Are you prepared for hurricane season?
It struck in ferociously with 150mph winds in the late afternoon. The turmoil was relentless for 12 hours straight through the night.
On the shore line, solid stone homes collapsing under the assault of the 30ft booming ocean rollers. Entire windows, door frames and roofs were blown out. Sea, sand and rain, combined in a plaster-like substance, adhered to buildings like pink glue.
We lost power, in some cases for weeks. Boats, no discrimination as to sizes or shapes, were tossed aside as detritus in sea and shore alike; vegetation a dissembled green morass, and with outside communication and internet derailed – the very old-fashioned landline once again came to the rescue.
Bermuda felt the full hurricane impact with the tragic loss of our own islanders, their vehicles swept away by the raging sea breaching the shattered Causeway. In the aftermath, St George’s’ and St David’s islanders, always adaptive, shifted into survival mode, commuting by any boat possible, as access to the mainland was destroyed.
Damages to the island were reported at $300 million.

Written task A :: Translate this sentence from the hurricane account into Spanish: "Damages to the island were reported at $300 million."

Data to use ::
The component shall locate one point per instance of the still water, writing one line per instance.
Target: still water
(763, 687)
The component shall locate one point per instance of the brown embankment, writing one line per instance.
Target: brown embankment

Written task B :: Copy the records verbatim, starting at the line that contains "The component shall locate one point per instance of the brown" and continuing through the last line of the records, with both ends included.

Correct response A :: Se informó que los daños a la isla ascendieron a 300 millones de dólares.

Correct response B ::
The component shall locate one point per instance of the brown embankment, writing one line per instance.
Target: brown embankment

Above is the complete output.